# start of RECORD EXCERPTS

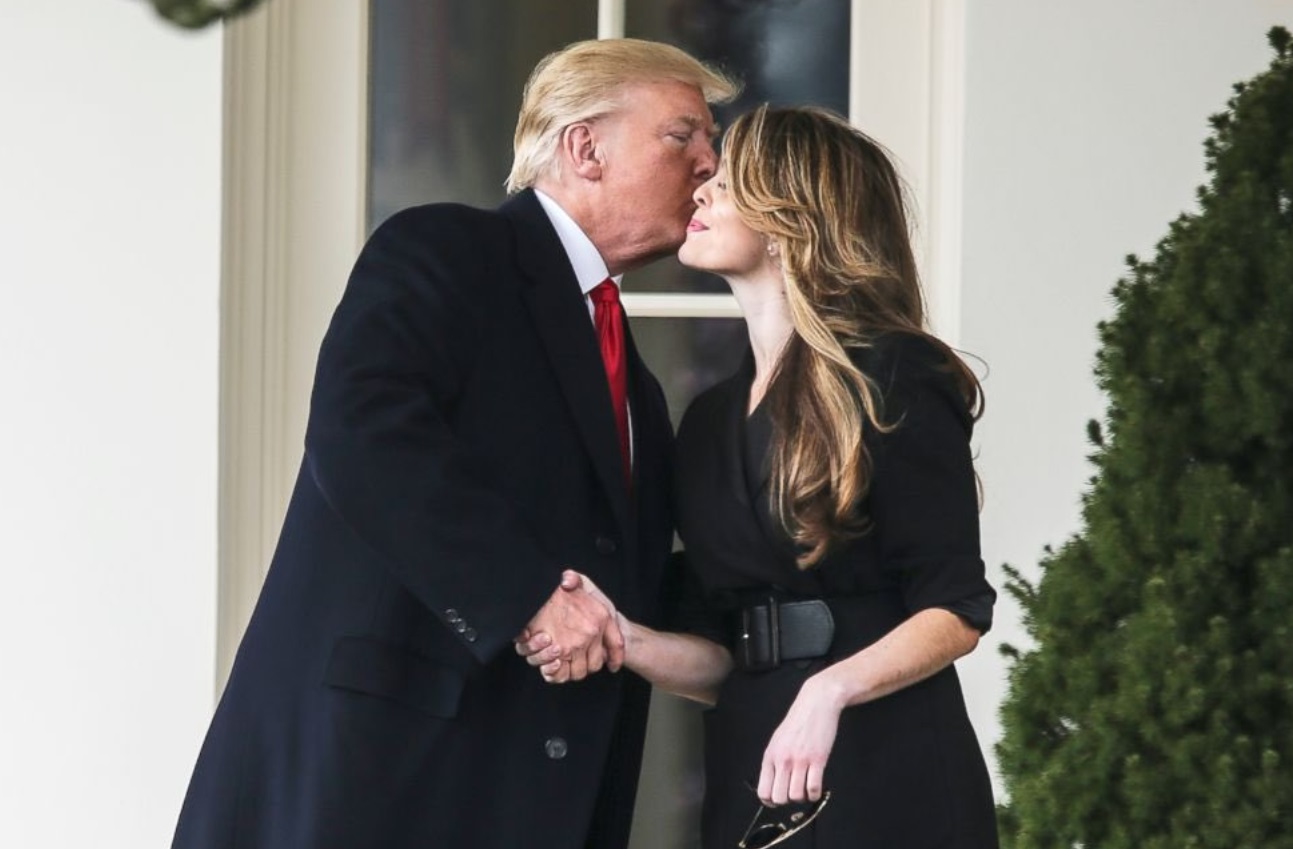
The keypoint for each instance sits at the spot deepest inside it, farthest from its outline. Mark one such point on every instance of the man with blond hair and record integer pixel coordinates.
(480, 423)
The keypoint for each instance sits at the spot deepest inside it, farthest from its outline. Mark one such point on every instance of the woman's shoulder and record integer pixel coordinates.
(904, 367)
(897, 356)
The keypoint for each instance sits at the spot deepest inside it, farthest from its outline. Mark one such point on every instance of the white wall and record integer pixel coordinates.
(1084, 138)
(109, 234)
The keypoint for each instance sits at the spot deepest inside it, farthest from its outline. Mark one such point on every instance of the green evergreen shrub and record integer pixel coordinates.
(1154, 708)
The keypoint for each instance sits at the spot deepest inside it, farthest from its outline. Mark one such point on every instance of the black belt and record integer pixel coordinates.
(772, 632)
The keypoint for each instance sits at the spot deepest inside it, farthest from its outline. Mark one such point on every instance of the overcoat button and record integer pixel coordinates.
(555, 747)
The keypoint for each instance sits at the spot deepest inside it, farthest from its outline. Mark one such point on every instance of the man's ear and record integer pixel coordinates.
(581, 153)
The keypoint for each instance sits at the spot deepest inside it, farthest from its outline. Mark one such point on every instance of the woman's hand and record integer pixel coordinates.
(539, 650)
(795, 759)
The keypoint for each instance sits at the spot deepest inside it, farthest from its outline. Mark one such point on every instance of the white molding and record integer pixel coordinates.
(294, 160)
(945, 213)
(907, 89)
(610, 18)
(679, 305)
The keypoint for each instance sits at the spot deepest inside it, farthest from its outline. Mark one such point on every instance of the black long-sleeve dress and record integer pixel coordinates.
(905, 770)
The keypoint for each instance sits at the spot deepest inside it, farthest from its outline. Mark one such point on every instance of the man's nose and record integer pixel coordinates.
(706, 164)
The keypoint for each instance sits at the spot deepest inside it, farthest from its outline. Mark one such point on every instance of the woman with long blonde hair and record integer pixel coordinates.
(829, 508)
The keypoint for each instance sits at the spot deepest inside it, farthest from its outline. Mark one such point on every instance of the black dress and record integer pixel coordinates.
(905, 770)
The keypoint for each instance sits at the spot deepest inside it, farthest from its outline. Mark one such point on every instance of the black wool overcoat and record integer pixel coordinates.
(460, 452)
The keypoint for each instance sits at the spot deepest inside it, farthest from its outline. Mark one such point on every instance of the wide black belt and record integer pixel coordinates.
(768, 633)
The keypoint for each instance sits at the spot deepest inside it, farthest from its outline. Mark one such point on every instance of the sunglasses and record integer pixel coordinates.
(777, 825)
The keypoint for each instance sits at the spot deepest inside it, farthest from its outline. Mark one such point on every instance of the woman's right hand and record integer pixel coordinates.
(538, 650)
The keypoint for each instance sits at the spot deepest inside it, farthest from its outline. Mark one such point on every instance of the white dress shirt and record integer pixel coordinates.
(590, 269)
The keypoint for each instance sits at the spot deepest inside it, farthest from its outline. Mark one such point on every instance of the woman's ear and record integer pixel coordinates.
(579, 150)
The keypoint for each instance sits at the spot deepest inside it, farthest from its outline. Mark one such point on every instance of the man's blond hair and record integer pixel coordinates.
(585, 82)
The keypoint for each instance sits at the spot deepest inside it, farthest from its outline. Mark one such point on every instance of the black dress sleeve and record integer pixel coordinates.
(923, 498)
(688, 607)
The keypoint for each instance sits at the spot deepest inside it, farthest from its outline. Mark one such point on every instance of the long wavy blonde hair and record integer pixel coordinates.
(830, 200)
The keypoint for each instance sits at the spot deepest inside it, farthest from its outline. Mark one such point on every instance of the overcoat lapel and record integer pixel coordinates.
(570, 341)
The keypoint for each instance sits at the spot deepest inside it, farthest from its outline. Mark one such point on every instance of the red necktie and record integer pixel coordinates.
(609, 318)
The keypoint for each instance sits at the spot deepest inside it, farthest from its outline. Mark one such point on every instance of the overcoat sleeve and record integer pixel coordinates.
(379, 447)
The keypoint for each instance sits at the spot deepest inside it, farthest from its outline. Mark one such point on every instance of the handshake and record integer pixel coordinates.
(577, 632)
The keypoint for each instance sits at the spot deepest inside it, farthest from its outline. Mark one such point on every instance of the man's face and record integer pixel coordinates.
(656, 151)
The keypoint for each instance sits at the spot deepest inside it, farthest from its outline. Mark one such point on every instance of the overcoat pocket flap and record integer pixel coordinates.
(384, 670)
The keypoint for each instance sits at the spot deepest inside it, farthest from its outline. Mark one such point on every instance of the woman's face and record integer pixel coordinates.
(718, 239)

# end of RECORD EXCERPTS
# start of RECORD EXCERPTS

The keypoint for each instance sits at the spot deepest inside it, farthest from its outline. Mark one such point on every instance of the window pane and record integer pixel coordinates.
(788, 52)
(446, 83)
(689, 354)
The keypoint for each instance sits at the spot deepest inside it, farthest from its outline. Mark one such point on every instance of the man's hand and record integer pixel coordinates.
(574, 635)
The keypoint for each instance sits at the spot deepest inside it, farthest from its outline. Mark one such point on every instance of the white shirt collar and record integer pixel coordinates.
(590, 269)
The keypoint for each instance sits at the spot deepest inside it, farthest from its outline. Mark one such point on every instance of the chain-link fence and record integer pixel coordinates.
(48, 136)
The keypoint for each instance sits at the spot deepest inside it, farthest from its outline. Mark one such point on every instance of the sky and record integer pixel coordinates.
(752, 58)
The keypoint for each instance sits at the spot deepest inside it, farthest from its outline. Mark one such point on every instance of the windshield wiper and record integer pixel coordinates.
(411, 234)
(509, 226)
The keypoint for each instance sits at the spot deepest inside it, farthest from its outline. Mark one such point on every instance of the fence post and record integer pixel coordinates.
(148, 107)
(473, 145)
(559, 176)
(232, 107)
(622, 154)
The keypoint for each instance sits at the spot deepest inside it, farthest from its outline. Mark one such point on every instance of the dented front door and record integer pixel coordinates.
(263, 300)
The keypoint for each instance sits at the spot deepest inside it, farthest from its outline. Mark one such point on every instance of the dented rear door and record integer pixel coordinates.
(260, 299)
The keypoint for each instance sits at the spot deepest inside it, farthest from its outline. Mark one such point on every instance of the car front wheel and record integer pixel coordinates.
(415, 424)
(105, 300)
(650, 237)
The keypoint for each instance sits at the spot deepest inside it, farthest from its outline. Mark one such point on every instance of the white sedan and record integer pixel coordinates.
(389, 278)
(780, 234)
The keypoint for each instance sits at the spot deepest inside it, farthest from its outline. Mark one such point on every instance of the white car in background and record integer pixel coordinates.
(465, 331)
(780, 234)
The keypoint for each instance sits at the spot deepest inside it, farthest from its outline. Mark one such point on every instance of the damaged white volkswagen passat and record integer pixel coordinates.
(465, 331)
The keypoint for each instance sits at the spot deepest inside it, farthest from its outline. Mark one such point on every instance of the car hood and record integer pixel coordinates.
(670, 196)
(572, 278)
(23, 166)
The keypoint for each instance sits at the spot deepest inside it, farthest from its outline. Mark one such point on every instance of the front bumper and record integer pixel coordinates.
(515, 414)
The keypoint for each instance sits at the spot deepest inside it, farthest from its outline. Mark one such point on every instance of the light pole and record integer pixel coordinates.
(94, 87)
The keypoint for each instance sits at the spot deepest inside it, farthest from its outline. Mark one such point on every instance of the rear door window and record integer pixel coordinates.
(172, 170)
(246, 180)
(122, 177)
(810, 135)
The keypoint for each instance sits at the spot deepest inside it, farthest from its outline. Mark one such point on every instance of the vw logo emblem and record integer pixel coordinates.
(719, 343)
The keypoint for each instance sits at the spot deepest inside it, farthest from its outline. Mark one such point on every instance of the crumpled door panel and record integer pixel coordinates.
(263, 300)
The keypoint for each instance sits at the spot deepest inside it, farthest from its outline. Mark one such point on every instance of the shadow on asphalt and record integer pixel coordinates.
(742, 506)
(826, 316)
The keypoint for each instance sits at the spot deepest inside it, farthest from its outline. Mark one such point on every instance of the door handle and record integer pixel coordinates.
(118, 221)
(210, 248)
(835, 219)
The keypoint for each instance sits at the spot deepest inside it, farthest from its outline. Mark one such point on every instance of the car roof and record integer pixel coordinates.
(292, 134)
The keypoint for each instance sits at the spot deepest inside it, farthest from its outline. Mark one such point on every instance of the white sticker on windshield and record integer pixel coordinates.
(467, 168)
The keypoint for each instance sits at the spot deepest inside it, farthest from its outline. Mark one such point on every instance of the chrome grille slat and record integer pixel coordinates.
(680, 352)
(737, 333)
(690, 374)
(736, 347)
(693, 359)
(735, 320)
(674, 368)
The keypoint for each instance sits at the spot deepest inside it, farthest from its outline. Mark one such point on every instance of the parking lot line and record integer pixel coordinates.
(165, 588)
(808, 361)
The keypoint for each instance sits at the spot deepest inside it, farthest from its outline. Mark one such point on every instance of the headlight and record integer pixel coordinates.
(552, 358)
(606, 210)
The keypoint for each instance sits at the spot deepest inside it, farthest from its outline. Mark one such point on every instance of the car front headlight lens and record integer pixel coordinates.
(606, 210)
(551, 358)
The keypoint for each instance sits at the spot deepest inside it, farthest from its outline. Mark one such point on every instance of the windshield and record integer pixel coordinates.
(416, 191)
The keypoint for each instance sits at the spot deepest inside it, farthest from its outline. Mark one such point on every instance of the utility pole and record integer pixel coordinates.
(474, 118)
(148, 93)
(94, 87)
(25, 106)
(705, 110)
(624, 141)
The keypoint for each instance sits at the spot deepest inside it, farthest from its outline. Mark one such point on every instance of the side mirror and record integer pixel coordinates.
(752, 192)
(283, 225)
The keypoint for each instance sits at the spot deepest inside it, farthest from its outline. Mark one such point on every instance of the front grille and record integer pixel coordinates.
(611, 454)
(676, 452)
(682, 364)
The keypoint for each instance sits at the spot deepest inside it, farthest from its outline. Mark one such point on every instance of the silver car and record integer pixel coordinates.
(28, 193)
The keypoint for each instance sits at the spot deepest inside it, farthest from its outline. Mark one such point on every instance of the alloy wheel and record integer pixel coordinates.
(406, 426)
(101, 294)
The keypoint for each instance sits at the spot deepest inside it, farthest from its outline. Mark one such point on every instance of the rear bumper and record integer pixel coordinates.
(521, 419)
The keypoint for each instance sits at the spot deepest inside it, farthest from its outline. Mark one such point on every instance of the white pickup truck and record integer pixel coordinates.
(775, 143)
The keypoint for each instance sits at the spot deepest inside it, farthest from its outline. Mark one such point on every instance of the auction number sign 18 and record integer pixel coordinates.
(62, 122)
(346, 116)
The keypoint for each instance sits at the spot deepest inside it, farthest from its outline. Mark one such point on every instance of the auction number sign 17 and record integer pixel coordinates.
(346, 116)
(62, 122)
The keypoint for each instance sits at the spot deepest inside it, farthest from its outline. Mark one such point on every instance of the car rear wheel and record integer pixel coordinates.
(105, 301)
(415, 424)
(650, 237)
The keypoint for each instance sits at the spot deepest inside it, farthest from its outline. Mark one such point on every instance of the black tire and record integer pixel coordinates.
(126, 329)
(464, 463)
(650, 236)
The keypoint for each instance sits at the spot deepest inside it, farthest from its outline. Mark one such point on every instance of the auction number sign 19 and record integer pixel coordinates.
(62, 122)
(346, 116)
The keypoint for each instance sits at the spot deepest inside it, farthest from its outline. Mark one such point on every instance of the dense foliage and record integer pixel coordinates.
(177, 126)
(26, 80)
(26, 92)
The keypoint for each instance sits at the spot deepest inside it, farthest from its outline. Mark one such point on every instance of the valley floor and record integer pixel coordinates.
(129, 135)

# end of RECORD EXCERPTS

■ **TO BE DONE**:
Find each line above that contains the string "dress", where case counts, and copy every such line.

■ **FINAL RESULT**:
The keypoint for each instance sits at the spot deepest inside it, farthest from its outline. Mark one such point on every instance of the black long-sleeve dress and record integer pixel coordinates.
The keypoint for each instance sits at the spot deepest inside it, farthest from its outline. Mark one such point on every instance of the black dress and record integer pixel coordinates.
The keypoint for each instance sits at the spot deepest inside it, farthest from its outline. Mark one such point on every instance of the white dress shirt and record integer pixel coordinates.
The keypoint for each instance sits at the spot deepest inside it, farthest from its outline. Mark one such point on every instance of the black dress sleeve and record integer pixel coordinates.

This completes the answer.